» **ESERCIZI**:
1) Restituisci fedelmente il passo del brano sui bambini di Gaza che comincia con "La notizia giunge" e prosegue fino a "cimitero di bambini.".
2) In base al brano sui bambini di Gaza, stabilisci se le affermazioni (a), (b) e (c) sono vere. Rispondi sì o no a ciascuna e cita testualmente le parole del brano che lo dimostrano.
(a) Il valico di Rafah è stato chiuso dai carri armati israeliani a inizio maggio.
(b) Israele ha confermato l'intesa che consente a un gruppo di bambini di uscire da Gaza.
(c) Secondo il ministero della Sanità locale, dal 7 ottobre sono stati uccisi più di 14.000 bambini.
3) Traduci in inglese questa frase del brano sui bambini di Gaza: "Quel transito è l’unica porta di Gaza sull’Egitto e il resto del mondo."

» **BRANO PROPOSTO**:
┌──

Bambini sotto tiro e dispersi. L’infanzia perduta di Gaza

Articolo pubblicato originariamente sul Manifesto

Di Michele Giorgio

STRISCIA DI SANGUE. Save the Children scrive che 21.000 minori palestinesi sono morti, detenuti, sepolti in fosse comuni

Sono bambini gravemente ammalati, fragili, esposti al pericolo delle infezioni che si diffondono tra le macerie e nelle tendopoli di Gaza. Hanno il cancro, malattie croniche e altre patologie che richiedono cure continue che nella Striscia non trovano più perché il sistema sanitario è collassato sotto l’urto dell’offensiva militare israeliana. Quando a inizio maggio i carri armati israeliani hanno raggiunto e chiuso il valico di Rafah, per alcuni di questi bambini, in attesa di raggiungere gli ospedali di El Arish e il Cairo, è stata una sentenza di morte. Quel transito è l’unica porta di Gaza sull’Egitto e il resto del mondo. Ieri, dopo un mese e mezzo, si è appreso che un gruppo di bambini sarà autorizzato ad uscire da Gaza attraverso il valico di frontiera israeliano di Kerem Shalom. Da lì entreranno in Egitto. L’Oms ha dovuto lottare per ottenere i permessi, sottolineano i media palestinesi. Al momento da parte israeliana non c’è conferma di questa intesa.

La notizia giunge mentre Save the Children diffonde nel mondo un suo nuovo rapporto che toglie il fiato. Si stima, scrive, che fino a 21.000 bambini e minori di Gaza siano dispersi, molti dei quali morti sotto le macerie, detenuti, sepolti in tombe anonime. Numeri che integrano i dati del ministero della Sanità locale, secondo i quali dal 7 ottobre sono stati uccisi più di 14.000 bambini, circa la metà dei quali non sono stati ancora completamente identificati. Tanti bambini sono stati rinvenuti nelle fosse comuni, molti mostrano segni di tortura e di esecuzioni sommarie. Come è stato detto, più volte, Gaza è diventata un cimitero di bambini.

└──

» **DATI ESTRATTI**:
┌──

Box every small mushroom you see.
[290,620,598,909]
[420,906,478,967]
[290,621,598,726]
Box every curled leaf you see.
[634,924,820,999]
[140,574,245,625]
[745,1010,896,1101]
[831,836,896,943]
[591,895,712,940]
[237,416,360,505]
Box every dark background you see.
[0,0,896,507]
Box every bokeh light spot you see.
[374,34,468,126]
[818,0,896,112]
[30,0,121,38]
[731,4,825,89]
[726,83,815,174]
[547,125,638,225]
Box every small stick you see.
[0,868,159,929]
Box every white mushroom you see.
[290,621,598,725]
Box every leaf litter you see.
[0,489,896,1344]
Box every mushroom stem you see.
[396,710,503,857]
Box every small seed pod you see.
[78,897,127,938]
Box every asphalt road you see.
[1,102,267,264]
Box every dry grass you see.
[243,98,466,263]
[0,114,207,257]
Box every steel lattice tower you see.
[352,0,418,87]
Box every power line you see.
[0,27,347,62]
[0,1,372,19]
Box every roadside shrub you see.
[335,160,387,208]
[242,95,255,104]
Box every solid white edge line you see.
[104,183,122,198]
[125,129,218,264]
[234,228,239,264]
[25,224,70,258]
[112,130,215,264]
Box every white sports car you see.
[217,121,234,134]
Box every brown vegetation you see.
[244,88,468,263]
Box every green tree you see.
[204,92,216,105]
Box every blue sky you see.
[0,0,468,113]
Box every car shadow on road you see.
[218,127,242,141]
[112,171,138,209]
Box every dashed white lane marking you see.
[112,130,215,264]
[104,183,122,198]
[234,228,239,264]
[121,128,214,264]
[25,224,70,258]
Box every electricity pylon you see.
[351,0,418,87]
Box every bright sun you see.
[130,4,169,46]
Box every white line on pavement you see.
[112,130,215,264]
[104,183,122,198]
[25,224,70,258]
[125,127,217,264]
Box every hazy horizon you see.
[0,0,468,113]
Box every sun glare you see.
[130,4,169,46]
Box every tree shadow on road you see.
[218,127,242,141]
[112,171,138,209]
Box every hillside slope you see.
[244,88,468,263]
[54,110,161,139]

└──

» **SOLUZIONI ATTESE**:
1)
La notizia giunge mentre Save the Children diffonde nel mondo un suo nuovo rapporto che toglie il fiato. Si stima, scrive, che fino a 21.000 bambini e minori di Gaza siano dispersi, molti dei quali morti sotto le macerie, detenuti, sepolti in tombe anonime. Numeri che integrano i dati del ministero della Sanità locale, secondo i quali dal 7 ottobre sono stati uccisi più di 14.000 bambini, circa la metà dei quali non sono stati ancora completamente identificati. Tanti bambini sono stati rinvenuti nelle fosse comuni, molti mostrano segni di tortura e di esecuzioni sommarie. Come è stato detto, più volte, Gaza è diventata un cimitero di bambini.

2)
(a) Sì: "Quando a inizio maggio i carri armati israeliani hanno raggiunto e chiuso il valico di Rafah"
(b) No: "Al momento da parte israeliana non c’è conferma di questa intesa."
(c) Sì: "secondo i quali dal 7 ottobre sono stati uccisi più di 14.000 bambini"

3) That crossing is Gaza's only gateway to Egypt and the rest of the world.